[Items from an annotation dataset]
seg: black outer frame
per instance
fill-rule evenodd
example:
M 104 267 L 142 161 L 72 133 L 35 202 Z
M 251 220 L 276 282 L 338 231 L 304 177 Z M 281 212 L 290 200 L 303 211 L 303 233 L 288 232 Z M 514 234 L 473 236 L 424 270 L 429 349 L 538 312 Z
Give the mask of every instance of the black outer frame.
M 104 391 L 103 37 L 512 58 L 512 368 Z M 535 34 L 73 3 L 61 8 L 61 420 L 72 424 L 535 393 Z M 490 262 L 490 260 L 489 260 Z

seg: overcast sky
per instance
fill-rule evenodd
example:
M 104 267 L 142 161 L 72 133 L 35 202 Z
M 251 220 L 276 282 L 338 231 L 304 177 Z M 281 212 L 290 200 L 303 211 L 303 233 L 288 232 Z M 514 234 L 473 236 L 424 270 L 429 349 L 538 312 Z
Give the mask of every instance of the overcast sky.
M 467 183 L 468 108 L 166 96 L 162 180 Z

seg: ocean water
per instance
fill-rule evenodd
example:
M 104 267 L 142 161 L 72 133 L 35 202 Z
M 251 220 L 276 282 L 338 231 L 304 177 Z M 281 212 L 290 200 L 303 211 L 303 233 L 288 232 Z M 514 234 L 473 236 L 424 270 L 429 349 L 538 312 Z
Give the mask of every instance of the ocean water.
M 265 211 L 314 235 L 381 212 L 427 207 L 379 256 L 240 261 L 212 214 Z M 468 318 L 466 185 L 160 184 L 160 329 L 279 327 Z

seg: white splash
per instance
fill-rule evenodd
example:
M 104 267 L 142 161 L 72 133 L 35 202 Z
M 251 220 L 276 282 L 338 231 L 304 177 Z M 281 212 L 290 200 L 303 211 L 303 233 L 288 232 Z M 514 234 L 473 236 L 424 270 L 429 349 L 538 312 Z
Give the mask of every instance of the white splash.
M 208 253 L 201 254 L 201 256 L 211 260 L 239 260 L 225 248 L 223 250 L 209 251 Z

▶ Short exercise
Could you copy out the items again, from their start through the line that contains "M 104 391 L", with every coordinate in the answer shifted up by 86, and with the requests and their sample paths left unchanged?

▶ Exercise output
seg: black outer frame
per instance
fill-rule evenodd
example:
M 104 267 L 142 161 L 72 133 L 35 202 Z
M 251 220 L 276 282 L 338 231 L 304 177 Z M 281 212 L 290 200 L 303 211 L 303 233 L 288 232 Z M 514 234 L 473 236 L 424 270 L 429 349 L 538 312 Z
Give the mask of every instance of the black outer frame.
M 190 477 L 189 123 L 598 144 L 598 454 Z M 621 120 L 159 89 L 147 94 L 147 506 L 158 510 L 621 479 Z M 576 348 L 576 346 L 575 346 Z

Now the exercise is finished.